DIRECTIVES.
(1) From the passage on Jim MacDonald, quote the words from "Despite the enormity" up to and including "player in Fantasia.".
(2) Answer these questions using the passage on Jim MacDonald:
(a) Which two mice did MacDonald voice in Cinderella?
(b) In what year did Disney ask him to take over as Mickey?
(c) At what age did MacDonald die?
* start PROVIDED PASSAGE *
But his biggest challenge was yet to come. MacDonald himself explained how he graduated to doing voices. "Being on staff, you were asked to do bits of everything," he said in an interview a year after he retired in 1977.

"In the 42 years I was here, before I retired, I wore a lot of hats, and I never got rid of any. Whenever I did any voices, the director would say, 'Jim, will you try this?' For instance, on Cinderella, I did the two mice, Jaq and Gus. It was something that I'd never tried before; we just thought we'd try it because I was on staff, and if I could do it, it would save having to pay actors to come in." Indeed, he was also the voice of another mouse, that of the dormouse in Alice in Wonderland (for which he recorded his voice at double speed and then played it back), before Disney asked him to take over as Mickey in 1946, because Disney's voice was becoming gravelly through smoking.

Despite the enormity of the honour, however, colleagues said he always saw voicing Mickey Mouse as something of a sideline, rather than his main job, which was running the sound-effects department. Yet, despite that, he went on to voice many other Disney characters, including the chipmunks Chip and Dale and the dragonfly Evinrude in The Rescuers. He was seen on screen only once, when he appeared – in a nod to his early days as a drummer – as the silhouetted figure of a timpani player in Fantasia.

Despite his retirement in the late 1970s, he never truly stopped working and was often consulted on sound-effects projects, or asked in to do a voice. Indeed, even when he died of heart failure in 1991 at the age of 84, he was preparing to work on the sounds of a new ride at Disneyworld.

Finally, 18 years after his death and more than a century after he left Dundee, MacDonald's contribution to world cinema is going to be honoured by his hometown.
* end PROVIDED PASSAGE *
* start INFORMATION GIVEN *
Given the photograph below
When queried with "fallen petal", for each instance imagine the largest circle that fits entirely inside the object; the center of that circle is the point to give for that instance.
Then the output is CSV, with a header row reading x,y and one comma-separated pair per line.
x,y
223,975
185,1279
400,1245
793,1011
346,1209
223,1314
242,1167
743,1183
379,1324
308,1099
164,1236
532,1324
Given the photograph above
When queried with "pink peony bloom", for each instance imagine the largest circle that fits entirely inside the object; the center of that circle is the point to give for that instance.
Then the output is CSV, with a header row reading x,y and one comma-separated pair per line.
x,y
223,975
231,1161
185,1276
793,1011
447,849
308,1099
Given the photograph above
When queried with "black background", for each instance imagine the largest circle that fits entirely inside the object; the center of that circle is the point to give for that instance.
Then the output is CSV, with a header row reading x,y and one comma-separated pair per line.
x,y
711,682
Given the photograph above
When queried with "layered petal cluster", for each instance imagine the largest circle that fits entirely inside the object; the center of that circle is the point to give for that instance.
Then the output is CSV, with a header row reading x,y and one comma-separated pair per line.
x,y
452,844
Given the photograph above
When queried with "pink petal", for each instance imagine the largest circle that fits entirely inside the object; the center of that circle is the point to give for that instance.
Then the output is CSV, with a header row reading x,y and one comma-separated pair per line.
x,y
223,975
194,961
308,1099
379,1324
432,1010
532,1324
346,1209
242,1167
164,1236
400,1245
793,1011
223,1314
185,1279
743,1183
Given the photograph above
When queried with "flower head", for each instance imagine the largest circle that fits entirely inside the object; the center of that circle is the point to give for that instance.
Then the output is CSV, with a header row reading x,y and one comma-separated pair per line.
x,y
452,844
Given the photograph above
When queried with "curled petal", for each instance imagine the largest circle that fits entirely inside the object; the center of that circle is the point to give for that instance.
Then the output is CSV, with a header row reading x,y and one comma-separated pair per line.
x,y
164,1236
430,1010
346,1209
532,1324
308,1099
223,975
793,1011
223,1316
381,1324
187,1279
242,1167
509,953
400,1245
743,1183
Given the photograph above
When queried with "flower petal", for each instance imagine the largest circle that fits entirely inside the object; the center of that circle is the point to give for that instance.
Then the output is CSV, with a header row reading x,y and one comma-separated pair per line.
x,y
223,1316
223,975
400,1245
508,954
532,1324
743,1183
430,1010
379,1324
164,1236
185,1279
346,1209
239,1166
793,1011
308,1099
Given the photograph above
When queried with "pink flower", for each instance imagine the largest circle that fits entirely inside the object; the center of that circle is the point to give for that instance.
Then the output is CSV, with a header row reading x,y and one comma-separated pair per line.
* end INFORMATION GIVEN *
* start INFORMATION GIVEN *
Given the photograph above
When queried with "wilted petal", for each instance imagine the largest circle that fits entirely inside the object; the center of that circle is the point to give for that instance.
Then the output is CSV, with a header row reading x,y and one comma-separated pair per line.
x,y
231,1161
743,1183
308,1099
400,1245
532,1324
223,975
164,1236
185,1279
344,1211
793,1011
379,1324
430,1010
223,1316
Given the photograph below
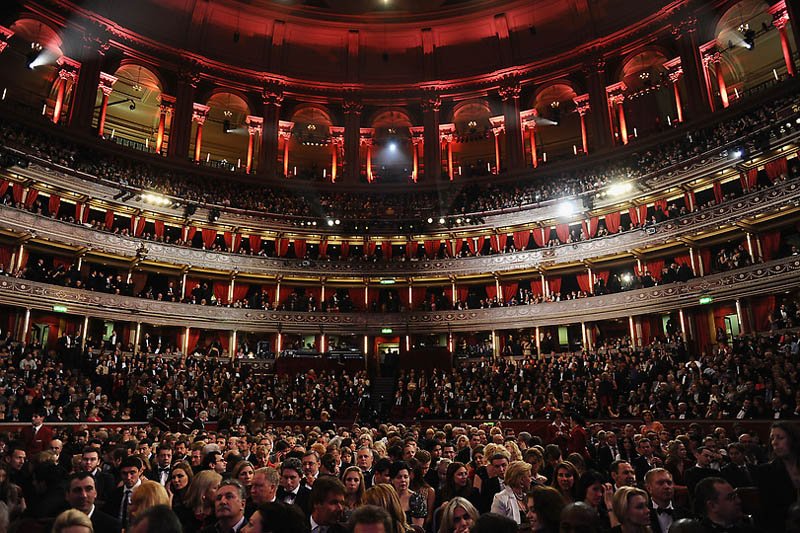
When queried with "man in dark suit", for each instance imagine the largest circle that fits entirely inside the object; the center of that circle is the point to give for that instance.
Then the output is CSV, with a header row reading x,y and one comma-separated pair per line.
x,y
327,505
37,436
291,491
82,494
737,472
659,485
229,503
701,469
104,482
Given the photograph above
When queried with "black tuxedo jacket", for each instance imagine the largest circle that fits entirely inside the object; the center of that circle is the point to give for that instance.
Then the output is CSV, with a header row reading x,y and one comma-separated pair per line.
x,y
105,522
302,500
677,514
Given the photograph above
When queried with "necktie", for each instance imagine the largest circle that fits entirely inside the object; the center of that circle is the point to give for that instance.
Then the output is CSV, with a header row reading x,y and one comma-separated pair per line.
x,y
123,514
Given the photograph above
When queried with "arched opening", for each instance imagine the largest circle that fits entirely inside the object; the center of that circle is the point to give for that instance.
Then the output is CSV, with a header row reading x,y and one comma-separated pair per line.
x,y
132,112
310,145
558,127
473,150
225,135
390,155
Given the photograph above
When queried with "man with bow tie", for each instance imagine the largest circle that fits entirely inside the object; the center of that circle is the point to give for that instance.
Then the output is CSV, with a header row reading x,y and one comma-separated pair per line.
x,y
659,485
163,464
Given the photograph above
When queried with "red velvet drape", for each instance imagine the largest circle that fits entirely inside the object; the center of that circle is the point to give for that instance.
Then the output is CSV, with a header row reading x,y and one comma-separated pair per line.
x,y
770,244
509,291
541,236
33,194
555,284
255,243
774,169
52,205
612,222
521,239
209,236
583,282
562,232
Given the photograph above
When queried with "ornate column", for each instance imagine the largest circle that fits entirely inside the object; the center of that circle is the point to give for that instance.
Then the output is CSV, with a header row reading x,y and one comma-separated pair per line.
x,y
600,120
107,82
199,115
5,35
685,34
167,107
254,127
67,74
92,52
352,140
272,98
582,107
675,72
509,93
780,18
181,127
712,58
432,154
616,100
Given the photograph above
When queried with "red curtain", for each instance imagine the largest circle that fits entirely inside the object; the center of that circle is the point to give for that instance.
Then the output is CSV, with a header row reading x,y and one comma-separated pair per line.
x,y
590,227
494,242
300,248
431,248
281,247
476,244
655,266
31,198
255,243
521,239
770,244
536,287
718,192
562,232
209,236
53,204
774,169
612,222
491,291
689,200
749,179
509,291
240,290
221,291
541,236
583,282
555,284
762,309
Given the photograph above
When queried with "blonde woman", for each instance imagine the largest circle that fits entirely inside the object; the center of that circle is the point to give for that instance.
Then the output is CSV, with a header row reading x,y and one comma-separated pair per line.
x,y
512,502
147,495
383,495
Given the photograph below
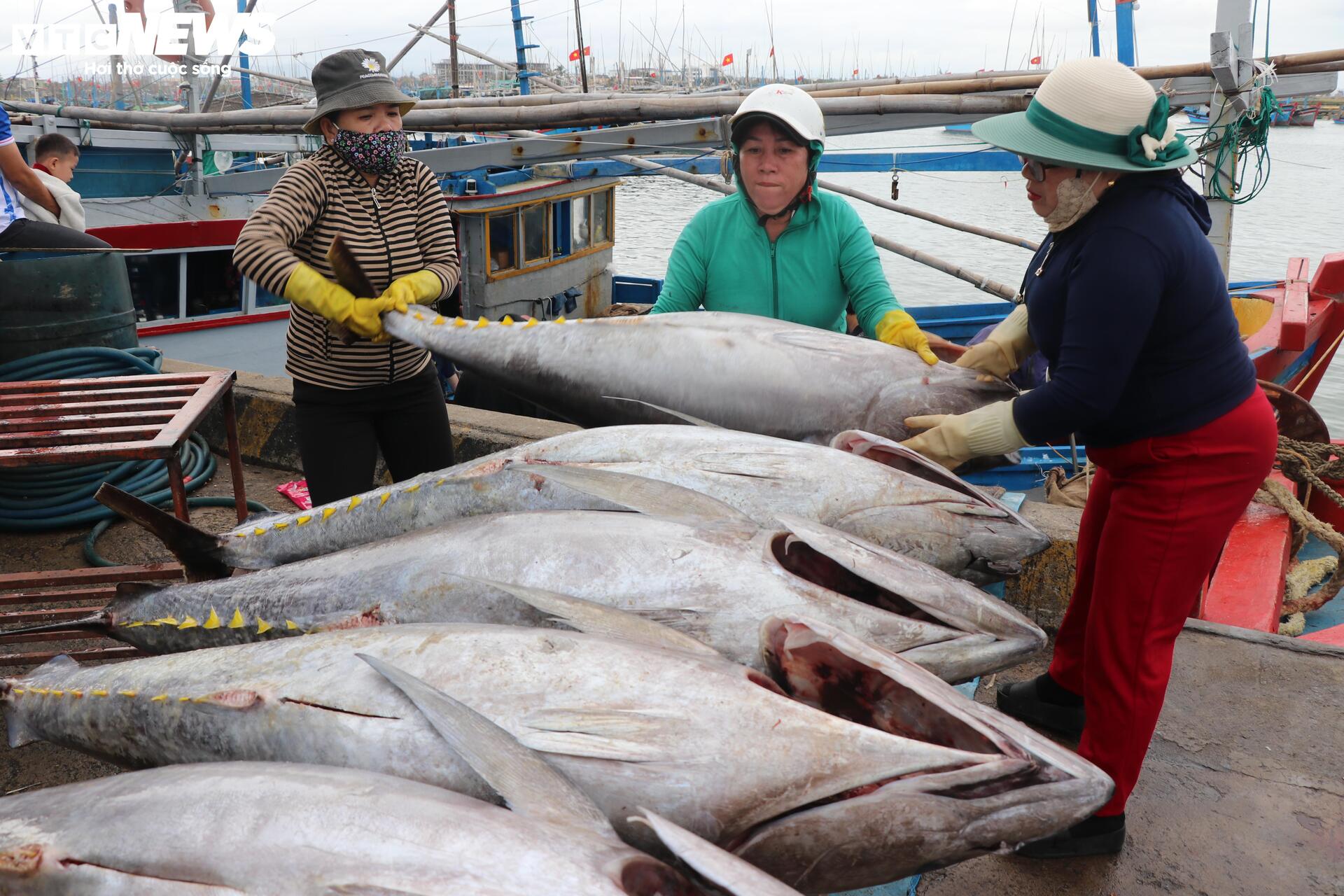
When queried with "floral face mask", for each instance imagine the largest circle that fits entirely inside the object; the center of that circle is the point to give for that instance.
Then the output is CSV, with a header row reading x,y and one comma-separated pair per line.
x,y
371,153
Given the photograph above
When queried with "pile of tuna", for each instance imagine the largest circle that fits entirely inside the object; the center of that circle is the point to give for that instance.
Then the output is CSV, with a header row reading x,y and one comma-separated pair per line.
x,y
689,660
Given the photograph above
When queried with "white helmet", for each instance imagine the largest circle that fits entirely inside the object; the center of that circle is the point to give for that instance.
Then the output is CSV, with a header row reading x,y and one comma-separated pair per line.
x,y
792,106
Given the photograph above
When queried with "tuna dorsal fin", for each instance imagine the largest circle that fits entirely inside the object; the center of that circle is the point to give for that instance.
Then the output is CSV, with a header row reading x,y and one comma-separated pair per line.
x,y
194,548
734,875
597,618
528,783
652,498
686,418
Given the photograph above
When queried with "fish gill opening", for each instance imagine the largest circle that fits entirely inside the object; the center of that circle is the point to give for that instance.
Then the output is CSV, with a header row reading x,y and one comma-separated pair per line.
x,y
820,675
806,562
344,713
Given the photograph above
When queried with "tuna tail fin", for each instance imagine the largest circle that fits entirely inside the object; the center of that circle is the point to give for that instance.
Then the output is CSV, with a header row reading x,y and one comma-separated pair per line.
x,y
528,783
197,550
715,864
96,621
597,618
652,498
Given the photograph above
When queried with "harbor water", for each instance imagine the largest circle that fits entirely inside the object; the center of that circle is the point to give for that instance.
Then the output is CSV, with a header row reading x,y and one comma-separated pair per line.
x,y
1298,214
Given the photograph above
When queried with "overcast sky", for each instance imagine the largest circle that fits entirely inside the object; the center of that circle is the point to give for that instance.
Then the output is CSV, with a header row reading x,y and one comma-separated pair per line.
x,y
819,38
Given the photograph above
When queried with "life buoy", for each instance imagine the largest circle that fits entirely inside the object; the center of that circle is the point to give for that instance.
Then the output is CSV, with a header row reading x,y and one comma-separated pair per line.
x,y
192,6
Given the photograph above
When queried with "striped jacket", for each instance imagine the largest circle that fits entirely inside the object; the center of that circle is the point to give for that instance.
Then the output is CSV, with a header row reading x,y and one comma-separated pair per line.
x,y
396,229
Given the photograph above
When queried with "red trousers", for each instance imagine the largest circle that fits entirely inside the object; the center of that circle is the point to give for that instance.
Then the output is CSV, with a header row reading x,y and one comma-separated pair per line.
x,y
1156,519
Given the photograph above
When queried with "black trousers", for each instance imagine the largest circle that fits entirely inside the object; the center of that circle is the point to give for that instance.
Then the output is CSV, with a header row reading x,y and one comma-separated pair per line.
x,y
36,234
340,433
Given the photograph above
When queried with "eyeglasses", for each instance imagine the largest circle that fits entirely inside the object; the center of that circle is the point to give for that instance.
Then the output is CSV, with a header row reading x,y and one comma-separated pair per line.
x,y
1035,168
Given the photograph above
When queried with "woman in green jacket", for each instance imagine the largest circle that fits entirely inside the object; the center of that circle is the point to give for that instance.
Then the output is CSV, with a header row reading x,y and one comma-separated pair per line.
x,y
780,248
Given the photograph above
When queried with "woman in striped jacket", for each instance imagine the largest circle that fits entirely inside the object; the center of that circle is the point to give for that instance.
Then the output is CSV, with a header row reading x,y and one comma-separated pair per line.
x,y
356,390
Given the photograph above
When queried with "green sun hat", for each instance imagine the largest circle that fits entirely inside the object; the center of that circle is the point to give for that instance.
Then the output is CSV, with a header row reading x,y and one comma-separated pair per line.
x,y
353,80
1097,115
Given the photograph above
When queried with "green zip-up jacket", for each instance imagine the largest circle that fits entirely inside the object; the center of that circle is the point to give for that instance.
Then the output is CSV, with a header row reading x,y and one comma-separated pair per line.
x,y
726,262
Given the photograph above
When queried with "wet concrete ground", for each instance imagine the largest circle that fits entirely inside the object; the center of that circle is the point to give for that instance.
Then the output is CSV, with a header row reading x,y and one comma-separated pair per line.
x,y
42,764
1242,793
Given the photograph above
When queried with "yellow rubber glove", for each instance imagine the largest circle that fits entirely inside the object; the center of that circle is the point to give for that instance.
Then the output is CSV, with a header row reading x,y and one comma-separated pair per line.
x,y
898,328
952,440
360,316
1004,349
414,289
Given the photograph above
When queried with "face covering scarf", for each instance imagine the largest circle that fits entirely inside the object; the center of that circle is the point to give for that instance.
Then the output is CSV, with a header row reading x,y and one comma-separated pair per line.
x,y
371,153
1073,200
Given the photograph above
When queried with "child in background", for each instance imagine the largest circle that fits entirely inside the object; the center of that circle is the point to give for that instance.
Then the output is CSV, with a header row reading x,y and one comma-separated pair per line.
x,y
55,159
* end INFORMATION GIVEN *
TASK RESPONSES.
(1)
Despite the enormity of the honour, however, colleagues said he always saw voicing Mickey Mouse as something of a sideline, rather than his main job, which was running the sound-effects department. Yet, despite that, he went on to voice many other Disney characters, including the chipmunks Chip and Dale and the dragonfly Evinrude in The Rescuers. He was seen on screen only once, when he appeared – in a nod to his early days as a drummer – as the silhouetted figure of a timpani player in Fantasia.

(2)
(a) Jaq and Gus
(b) 1946
(c) 84